RECORDS PROVIDED START

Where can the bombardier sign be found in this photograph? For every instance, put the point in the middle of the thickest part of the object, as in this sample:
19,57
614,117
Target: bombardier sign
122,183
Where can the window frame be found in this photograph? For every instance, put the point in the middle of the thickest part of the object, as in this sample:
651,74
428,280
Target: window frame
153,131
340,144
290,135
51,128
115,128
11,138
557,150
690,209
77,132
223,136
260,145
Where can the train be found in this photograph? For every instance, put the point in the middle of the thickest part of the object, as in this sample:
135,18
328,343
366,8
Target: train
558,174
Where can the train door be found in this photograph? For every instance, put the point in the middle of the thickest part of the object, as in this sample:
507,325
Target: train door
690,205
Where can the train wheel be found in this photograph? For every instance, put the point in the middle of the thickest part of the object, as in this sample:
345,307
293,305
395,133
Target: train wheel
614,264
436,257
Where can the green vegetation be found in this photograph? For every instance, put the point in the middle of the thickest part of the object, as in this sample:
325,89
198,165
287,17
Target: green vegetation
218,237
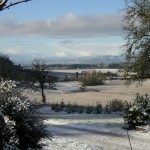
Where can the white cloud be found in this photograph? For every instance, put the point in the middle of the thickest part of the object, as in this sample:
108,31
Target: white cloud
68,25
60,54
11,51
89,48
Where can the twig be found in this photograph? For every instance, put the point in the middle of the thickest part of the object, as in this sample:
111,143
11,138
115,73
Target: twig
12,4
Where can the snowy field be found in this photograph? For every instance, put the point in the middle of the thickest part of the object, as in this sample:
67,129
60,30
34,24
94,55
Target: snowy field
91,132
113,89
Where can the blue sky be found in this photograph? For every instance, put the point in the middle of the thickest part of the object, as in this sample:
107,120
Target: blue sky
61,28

RECORDS PROVIDED END
RECORDS PROVIDED START

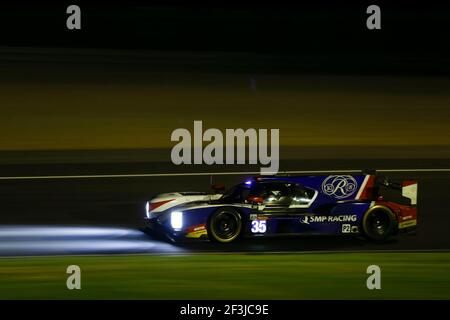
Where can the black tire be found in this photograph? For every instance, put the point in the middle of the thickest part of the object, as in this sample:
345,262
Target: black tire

RECORDS PROVIDED END

### [WHAT TO DO]
Would you show all lines of the material above that contain the word "tire"?

### [RESULT FOR THIS TASK]
Where can the black tire be found in this photograph? For every instance, put the point in the middle of the thickest part of the object, as in this sample:
Target: black tire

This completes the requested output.